* **Reading text**
********
Wednesday, October 10, 2007

cum sancto spiritu, part 1

This past weekend was my first stay at a convent (community? ecclesiastical farm? it’s a little hard to describe succinctly). Hannah and I went with a couple of friends to the Community of the Holy Spirit in Brewster, NY, where we spent two very restful days and nights, in part to visit Suzanne, a priest we knew through Cornell. The Melrose Convent is an outgrowth of St. Hilda’s House in NYC and comprises six or eight women who work, farm, pray, and occasionally teach in a lovely, somewhat secluded spot. There is a school, the Melrose School, on the grounds, but no classes were going on, even on Monday because of Columbus Day. We very much enjoyed our time there, and over a few posts I plan to give a relatively thorough account of the weekend.

We set out from Ithaca late Saturday morning. The first couple of hours in the car we spent singing (what delight!), sharing favorite hymns and songs from our youth. Although Hannah didn’t grow up in the church, the rest of us had very varied backgrounds and could cross-pollinate a lot. Jessie teaches Sunday school and looks for good songs to teach kids. I presented my perennial favorite, “The Fruit of the Spirit”:
The fruit of the spirit’s not a cantaloupe (nope!)
The fruit of the spirit’s not a cantaloupe (nope!),
So if you want to be a cantaloupe,
you might as well hear it,
You can‘t be a fruit of the spirit, ’cause the fruit is:
Love, joy, peace, patience, kindness, goodness, faithfulness, gentleness, and self-control.
Jessie was raised Quaker, and taught us a song about Lucretia Mott to the tune of “The Battle-Hymn of the Republic”. Try it:
Thank thee kindly, friend Lucretia, (repeat twice)
Thy light still shines for me!
Did that refrain work O.K. for you? Then try making this scan to the tune of the verse:
Throughout the town of Philadelphia she hid the fleeing slaves;
For the freedom of her sisters she did cross the ocean waves,
And she asked Ulysses S. Grant to grant a pardon for the brave.
Her light still shines for me!
We worked on that over and over, marching around the kitchen as we made meals at the convent.

We stopped twice on the way to the convent. The first was for lunch. There was some debate as to whether we should stop at a familiar fast food outlet or press a little deeper to find a local restaurant. Realize that this was a car full of people who really like eating fresh food and supporting local business, and so the latter option was preferred. We ended up at Last Licks in Liberty (exit 101 off of highway 17). The friendly manager welcomed us and explained that everything was served on sandwiches—subs, hoagies, paninis, and the like. We all had a bottle of one of Boylan’s products (I had my first birch beer, which was a lot like a root beer, but independently very good); I recommend these, when you can’t get hold of Ithaca Sodas. There were quaint posters of olden-days Pepsi advertising (“Worth a dime, costs a nickel!”). The manager told us how he had just flown in from Florida and was just stopping by the store to check how things were going, when he learned that they were understaffed, and so he was working. When we told him we were from Ithaca, he said they had some regular customers from Cornell who would stop by on the way to Yankees games.
********
* **Listed entries**
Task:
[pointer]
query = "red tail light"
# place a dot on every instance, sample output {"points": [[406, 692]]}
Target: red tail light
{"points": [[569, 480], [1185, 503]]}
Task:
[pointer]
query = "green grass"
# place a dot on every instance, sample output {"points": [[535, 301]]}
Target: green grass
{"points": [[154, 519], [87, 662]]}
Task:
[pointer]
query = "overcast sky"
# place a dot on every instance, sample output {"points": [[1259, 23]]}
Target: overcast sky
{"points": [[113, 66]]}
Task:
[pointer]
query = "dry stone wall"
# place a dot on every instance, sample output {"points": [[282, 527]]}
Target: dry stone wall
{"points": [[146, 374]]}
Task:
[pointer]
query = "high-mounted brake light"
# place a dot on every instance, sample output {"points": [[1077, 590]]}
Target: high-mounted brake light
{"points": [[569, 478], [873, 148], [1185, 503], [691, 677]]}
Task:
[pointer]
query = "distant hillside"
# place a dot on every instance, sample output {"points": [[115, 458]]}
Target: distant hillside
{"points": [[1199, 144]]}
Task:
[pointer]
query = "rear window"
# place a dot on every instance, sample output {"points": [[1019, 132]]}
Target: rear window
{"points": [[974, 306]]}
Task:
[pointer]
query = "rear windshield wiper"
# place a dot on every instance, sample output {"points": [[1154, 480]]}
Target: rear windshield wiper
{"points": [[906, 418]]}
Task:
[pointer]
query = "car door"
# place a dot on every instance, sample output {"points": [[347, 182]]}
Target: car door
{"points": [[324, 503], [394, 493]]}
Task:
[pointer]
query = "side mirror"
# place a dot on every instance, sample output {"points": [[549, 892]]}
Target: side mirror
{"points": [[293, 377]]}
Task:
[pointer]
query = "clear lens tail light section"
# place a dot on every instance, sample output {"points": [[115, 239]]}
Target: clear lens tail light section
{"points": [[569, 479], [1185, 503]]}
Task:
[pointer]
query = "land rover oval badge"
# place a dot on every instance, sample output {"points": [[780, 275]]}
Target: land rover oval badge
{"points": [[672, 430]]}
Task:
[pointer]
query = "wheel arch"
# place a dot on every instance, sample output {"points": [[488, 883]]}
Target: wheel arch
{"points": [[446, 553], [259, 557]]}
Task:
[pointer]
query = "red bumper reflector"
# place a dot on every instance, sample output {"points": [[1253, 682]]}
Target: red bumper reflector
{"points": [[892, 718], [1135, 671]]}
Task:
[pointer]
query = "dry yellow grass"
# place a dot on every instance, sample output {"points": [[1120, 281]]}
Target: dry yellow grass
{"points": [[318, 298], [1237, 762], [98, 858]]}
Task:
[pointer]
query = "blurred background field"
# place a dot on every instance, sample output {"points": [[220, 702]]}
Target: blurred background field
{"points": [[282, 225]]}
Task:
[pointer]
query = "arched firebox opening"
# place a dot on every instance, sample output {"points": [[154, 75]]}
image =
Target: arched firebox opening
********
* **Prompt 1**
In the convent post, where did the group stop for lunch?
* **Prompt 2**
Write the next part of the convent post, picking up after its final sentence.
The items are drawn from a different source than the convent post.

* **Exercise output 1**
They ate at Last Licks in Liberty, at exit 101 off highway 17.

* **Exercise output 2**
The second stop was at a fruit and vegetable stand. Hannah had made the proclamation, “It’s not really fall unless we do something to a pumpkin,” and so we had been watching for pumpkin stands. A hand-written sign on the side of the highway alerted us to the appropriate exit, and we pulled into the driveway of a house with an elderly man sitting under a tarp. He had a piece of corn in his hand, ready for us to sample (I have not been getting nearly enough corn this season), and told us a smattering of dirty jokes. He tried to convince us to buy his book of jokes. We managed to get away with just the pumpkin we were seeking and some corn, carrots, and broccoli (which became dinner the next night).

Once we arrived at the convent, we were promptly greeted with a wealth of treats and an invitation to Vespers. In fact, there wasn’t much time at all before the prayers began. We went into the small round wooden chapel, and we visitors spread ourselves out among the residents who knew what was going on. (We’d all been to evening prayers before, but the peculiarities of the prayer books at the convent required some guidance.) Much of the Vespers service is occupied with reciting psalms on a chant tone. One verse is chanted by the officiant to establish the tone, and thereafter the two sides of the chapel alternate chanting verses. For the first few psalms, I sat quietly, listening and not quite ready to break into the chant myself. There was only one other man there besides myself, and he had decided not to chant along. So my voice would have been the one to break the sound of the women. Now I love the sound of women’s voices (usually in harmony, which chant is not) but that’s not quite what was keeping me from singing. A true unison has a certain kind of purity. Splitting the octaves creates an essentially different sound (and I was not about to try to sing in the women’s range, particular since I’d been sick all week). So just as some people relax by popping in a “Chant” CD to hear the soothing baritone of monks, I was enjoying the piping clarity of women chanting together.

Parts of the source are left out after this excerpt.